PROBLEM STATEMENT
Output only the lines below from the one containing "Target: sky" to the one containing "92, row 127.", exactly as written, both ends kept.

INPUT MATERIAL
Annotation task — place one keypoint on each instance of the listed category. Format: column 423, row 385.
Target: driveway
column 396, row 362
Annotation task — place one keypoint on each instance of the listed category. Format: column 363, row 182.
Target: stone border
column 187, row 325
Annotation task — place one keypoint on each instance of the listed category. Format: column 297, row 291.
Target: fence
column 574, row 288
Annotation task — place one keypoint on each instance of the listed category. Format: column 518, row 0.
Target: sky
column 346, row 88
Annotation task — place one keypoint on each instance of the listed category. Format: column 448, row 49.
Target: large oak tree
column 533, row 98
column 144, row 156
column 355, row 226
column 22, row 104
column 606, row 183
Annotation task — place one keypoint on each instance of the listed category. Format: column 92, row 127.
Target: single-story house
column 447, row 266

YOUR SOLUTION
Target: sky
column 346, row 88
Annotation task — place one keypoint on each instance of the listed category. Format: column 448, row 49.
Target: large oak tree
column 533, row 98
column 144, row 156
column 355, row 226
column 22, row 104
column 606, row 183
Annotation task — place one keypoint on each instance of the listed category. Format: column 92, row 127.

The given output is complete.